> _Prompt 1_:
Give everything in the listing from the line containing "the shoulder, each" down to the end of the listing as a JSON list of strings, one string per line, with blank lines left out.
START Passage shown
Warning: This post contains sales information. If this offends you, please look away. All data is provided in the interest of helping my fellow authors make informed decisions.

I feel a bit vulgar about posting the sales numbers for Absolute Liability, but I promised to share the whole journey, and this is part of it. I’m not bragging. I put the book out and hoped for the best; readers are the ones who are making this happen, and I am beyond grateful.

Before I divulge sales data, I’d like to point you to this post about How to Succeed by J. A. Konrath. I’ve never been big on the concept of luck. I’ve always believed that hard work and quality writing would bring success, and they do help a lot, but since Absolute Liability took off, I’ve had to factor in the fact that I got lucky. No one can predict with certainty which books are going to succeed or fail at a given time in a given market. If people could, publishing companies would not be in the trouble they’re in now. They’d only be putting out bestsellers and all writers would be making a fortune.

But that just ain’t the way it is.

Luck is involved.

Below is the sales data by week for Absolute Liability with commentary. This includes all sales (BN nook, SW, Kindle, and paperback), but the ranks listed will be for Kindle, which makes up the vast majority of my sales.

  • July 1-3: 36 (a respectable first three days on the market with zero publicity)
  • July 4-10: 63
  • July 11-17: 428 (July 15 was the beginning of launch, including big promotions. The book hit 430 in the Kindle store. I thought this would be the peak.)
  • July 18-24: 706 (Rank slipped back to around 1,000 and then started to improve.)
  • July 25-31: 819
  • August 1-7: 1086
  • August 8-14: 1493 (KDP had a meltdown this week, and we suspect that I’m missing about 200 sales.)
  • August 15-21: 3693 (August 17 the book cracked the top 100.)
  • August 22-28: 5082 (Strong ranks in the 50s all week.)
  • August 29-31: 1965

So there you go. Now you know what it took last month to crack the top 100 in the Kindle store. It took a buttload of sales. At this moment, there are 22 independently published novels in the Amazon Kindle top 100, 19 of which are priced at $0.99. One of the non-.99-centers is the second book in an indie series, one is a rerelease of a known author’s backlist book, and one is an unpublished novel from a previously published author.
END Passage shown
START Available records
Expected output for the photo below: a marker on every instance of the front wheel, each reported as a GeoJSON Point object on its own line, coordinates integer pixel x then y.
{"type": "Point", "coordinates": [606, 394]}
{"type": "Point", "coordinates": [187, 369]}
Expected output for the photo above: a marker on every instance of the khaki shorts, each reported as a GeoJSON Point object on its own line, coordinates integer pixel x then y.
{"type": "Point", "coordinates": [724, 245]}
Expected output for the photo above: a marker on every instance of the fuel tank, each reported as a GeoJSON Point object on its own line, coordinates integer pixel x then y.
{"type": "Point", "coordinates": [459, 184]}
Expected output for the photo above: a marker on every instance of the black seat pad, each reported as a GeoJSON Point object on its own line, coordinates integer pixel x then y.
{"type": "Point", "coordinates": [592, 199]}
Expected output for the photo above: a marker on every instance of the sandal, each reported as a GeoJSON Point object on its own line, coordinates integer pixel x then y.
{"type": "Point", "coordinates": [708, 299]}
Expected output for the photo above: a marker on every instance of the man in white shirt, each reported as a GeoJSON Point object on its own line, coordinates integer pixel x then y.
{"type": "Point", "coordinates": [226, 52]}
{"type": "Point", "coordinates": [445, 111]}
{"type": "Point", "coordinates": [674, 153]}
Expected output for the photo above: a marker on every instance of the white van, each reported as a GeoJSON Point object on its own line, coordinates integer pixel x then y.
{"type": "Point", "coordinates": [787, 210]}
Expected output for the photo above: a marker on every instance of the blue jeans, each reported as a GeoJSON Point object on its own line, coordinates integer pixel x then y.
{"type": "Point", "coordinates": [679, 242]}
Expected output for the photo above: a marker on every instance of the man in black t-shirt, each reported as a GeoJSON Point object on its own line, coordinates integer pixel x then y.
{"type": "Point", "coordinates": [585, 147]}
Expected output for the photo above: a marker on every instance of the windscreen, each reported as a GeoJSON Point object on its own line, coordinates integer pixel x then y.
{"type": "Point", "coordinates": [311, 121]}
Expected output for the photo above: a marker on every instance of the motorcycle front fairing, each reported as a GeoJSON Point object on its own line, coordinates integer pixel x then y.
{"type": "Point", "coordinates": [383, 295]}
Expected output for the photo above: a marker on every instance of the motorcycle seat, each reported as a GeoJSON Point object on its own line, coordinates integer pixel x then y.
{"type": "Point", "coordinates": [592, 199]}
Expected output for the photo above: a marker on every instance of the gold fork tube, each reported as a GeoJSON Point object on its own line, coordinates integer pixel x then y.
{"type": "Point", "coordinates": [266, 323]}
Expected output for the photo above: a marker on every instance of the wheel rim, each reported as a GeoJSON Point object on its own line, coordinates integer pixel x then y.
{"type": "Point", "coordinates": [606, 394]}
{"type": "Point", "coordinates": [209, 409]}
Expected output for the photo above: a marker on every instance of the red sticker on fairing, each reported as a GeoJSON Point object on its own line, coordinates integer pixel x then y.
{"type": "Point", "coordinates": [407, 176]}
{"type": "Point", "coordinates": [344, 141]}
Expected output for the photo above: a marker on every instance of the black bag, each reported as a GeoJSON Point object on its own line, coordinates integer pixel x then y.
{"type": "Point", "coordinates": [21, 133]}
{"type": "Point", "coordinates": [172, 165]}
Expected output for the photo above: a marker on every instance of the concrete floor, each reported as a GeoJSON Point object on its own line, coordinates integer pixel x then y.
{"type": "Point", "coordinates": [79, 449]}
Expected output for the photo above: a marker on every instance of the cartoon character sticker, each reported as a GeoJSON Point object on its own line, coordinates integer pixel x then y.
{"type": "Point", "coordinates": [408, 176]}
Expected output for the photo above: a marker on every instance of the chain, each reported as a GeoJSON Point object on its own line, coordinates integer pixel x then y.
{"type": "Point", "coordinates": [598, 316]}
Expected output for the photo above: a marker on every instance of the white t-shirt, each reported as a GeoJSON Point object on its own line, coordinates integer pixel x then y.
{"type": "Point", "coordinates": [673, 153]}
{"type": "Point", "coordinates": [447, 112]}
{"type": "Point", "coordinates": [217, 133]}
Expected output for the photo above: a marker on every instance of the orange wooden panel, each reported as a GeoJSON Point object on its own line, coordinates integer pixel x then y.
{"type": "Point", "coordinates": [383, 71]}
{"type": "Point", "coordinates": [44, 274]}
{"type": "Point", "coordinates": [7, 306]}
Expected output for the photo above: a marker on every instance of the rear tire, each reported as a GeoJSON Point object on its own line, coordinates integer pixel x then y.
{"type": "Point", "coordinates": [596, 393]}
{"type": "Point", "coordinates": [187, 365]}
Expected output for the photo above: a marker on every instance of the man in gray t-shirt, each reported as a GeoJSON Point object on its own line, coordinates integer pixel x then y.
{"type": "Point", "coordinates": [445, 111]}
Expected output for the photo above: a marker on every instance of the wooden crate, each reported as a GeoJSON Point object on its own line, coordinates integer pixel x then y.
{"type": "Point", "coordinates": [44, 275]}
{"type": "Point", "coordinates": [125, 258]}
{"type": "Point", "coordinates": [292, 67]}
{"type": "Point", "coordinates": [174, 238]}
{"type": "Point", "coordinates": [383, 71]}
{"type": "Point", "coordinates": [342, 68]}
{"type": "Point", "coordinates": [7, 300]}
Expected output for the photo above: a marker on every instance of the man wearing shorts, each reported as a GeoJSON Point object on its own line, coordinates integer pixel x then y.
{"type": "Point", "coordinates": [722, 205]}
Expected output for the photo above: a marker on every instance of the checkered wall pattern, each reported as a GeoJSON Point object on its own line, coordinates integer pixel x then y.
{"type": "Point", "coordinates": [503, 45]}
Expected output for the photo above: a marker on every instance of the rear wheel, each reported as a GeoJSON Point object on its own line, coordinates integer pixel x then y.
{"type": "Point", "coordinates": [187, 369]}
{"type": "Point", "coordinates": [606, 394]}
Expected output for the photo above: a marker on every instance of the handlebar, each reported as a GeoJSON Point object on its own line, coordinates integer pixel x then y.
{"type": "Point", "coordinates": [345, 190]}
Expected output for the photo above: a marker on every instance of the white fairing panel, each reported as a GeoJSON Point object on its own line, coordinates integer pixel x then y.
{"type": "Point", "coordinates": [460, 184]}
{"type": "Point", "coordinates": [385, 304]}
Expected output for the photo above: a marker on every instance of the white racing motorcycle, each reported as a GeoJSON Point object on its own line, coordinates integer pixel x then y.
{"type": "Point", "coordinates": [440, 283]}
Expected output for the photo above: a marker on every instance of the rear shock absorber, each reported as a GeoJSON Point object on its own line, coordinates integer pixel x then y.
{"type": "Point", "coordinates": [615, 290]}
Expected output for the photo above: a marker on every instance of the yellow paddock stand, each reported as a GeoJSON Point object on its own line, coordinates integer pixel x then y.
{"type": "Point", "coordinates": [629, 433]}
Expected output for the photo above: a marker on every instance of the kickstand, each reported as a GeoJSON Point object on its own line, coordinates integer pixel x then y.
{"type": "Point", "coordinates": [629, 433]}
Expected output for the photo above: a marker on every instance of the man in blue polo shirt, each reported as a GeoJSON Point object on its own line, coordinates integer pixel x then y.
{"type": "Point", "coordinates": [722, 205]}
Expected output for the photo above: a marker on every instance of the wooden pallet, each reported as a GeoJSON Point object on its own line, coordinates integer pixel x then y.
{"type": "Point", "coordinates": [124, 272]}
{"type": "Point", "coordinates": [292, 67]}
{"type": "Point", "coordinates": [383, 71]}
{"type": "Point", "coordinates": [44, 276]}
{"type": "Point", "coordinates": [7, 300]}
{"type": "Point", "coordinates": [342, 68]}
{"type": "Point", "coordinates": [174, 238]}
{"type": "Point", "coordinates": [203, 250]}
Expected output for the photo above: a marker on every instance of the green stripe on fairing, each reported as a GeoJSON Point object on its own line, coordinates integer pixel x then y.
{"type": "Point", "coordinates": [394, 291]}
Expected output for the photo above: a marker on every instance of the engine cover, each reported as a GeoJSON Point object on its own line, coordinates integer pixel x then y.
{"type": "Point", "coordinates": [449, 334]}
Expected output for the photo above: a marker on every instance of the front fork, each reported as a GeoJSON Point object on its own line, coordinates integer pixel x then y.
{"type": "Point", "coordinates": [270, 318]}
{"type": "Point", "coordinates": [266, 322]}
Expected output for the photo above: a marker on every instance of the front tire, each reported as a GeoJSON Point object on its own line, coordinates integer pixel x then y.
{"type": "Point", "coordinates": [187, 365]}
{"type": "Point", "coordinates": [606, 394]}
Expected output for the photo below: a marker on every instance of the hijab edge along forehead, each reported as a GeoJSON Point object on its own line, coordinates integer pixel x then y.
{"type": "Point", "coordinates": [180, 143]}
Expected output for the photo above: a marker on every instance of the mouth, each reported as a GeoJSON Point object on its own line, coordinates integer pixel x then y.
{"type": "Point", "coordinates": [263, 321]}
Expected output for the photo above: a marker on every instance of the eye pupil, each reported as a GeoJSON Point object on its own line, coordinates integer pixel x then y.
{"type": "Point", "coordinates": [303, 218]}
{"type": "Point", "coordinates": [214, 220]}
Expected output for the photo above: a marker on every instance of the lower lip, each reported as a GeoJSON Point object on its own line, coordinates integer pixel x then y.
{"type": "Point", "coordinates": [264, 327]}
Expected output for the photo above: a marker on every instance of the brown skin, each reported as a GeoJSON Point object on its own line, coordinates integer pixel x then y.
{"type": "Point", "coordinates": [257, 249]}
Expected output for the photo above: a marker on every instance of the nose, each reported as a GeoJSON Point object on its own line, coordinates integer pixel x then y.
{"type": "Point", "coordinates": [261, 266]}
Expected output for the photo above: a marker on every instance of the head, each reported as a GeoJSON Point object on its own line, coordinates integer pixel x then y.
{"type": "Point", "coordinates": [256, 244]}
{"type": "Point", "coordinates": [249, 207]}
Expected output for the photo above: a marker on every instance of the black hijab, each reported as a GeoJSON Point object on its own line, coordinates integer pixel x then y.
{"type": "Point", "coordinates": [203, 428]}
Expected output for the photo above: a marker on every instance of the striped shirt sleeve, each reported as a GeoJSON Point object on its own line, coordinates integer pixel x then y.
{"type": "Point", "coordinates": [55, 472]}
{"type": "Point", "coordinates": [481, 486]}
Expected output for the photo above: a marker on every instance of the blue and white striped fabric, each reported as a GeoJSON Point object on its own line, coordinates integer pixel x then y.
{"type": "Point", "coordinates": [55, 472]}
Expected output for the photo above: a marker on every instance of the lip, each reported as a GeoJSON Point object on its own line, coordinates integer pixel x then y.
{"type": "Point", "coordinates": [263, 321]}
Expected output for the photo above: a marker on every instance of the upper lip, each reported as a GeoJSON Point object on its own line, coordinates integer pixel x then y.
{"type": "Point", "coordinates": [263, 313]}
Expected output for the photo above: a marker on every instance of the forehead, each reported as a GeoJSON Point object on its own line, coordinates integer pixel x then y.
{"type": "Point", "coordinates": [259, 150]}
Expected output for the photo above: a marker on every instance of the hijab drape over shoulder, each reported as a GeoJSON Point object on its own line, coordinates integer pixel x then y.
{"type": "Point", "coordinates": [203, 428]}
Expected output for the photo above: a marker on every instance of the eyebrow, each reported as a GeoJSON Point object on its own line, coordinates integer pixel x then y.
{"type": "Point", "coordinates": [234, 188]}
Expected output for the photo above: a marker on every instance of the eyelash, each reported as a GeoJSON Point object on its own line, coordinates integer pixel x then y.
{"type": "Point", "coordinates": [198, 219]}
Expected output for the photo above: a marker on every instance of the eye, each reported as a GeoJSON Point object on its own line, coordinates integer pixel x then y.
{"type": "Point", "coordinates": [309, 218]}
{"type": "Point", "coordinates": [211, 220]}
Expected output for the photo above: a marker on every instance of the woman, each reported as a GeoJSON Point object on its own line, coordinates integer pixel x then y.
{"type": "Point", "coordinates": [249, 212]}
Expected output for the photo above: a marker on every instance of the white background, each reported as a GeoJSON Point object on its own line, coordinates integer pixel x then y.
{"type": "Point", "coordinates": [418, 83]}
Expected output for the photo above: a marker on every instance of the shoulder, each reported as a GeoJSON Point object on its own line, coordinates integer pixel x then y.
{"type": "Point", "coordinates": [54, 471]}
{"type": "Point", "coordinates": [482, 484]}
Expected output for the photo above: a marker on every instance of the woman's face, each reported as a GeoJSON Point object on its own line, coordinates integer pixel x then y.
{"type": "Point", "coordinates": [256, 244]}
END Available records
> _Prompt 2_:
According to the sales post, on what date did the book crack the Kindle top 100?

> _Task solution 1_:
[
  "Expected output for the photo above: a marker on every instance of the shoulder, each reported as a GeoJSON Point object on its own line, coordinates integer pixel x then y.",
  "{\"type\": \"Point\", \"coordinates\": [54, 471]}",
  "{\"type\": \"Point\", \"coordinates\": [482, 484]}",
  "Expected output for the photo above: a marker on every instance of the woman's face, each reported as a GeoJSON Point object on its own line, coordinates integer pixel x then y.",
  "{\"type\": \"Point\", \"coordinates\": [256, 244]}"
]

> _Task solution 2_:
August 17